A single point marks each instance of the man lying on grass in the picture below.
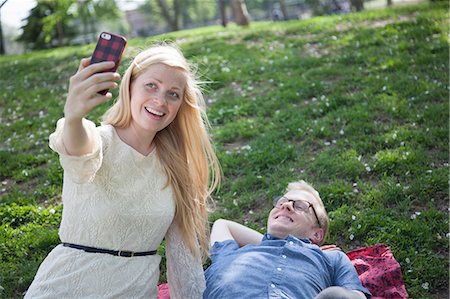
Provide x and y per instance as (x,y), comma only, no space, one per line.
(284,263)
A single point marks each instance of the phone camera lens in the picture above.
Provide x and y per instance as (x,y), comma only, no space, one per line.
(106,36)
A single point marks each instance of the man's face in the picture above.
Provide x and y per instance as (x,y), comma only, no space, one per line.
(285,220)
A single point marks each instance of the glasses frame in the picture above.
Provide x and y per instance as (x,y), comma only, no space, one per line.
(276,199)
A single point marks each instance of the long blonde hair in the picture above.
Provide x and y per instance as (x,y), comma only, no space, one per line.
(184,147)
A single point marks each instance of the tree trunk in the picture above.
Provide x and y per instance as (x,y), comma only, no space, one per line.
(176,13)
(240,12)
(223,15)
(60,33)
(2,43)
(283,9)
(2,47)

────────────────

== EXERCISE INSTRUCTIONS ==
Express the listing above as a two-column CSV with the header row request,points and one row for each request. Put each request's text and its answer in one quoted field, with line breaks replaced by spaces, and leave the pictures out.

== EXERCISE RESPONSE ==
request,points
"A single point marks each instance of the man lying on grass in the picture below. Provide x and y per instance as (x,y), comma only, no space, one per line.","(284,263)"
"A single point marks each instance of the phone camera lens in the picture above. Provide x and y per instance as (x,y), comma only, no space, one per line.","(106,36)"
"A single point marks each instance of the man's face in the picture above. Provide x and y per instance as (x,y), comma only, no space, one per line.","(285,220)"
"A single point marks each instance of the glasses frame in the picture above. Provide x and y per instance as (x,y), comma only, no space, one per line.","(276,199)"
"A single point marks each instance of the long blonde hair in the picture above. Provide x and y per instance as (x,y), comma only, no space, one per line.","(184,147)"
"A single point marks each instance of the tree trunk in the picture above. Provide x and y per instance as (x,y), comma only, no space, one per line.","(176,13) (240,12) (223,15) (60,33) (2,43) (283,9) (2,47)"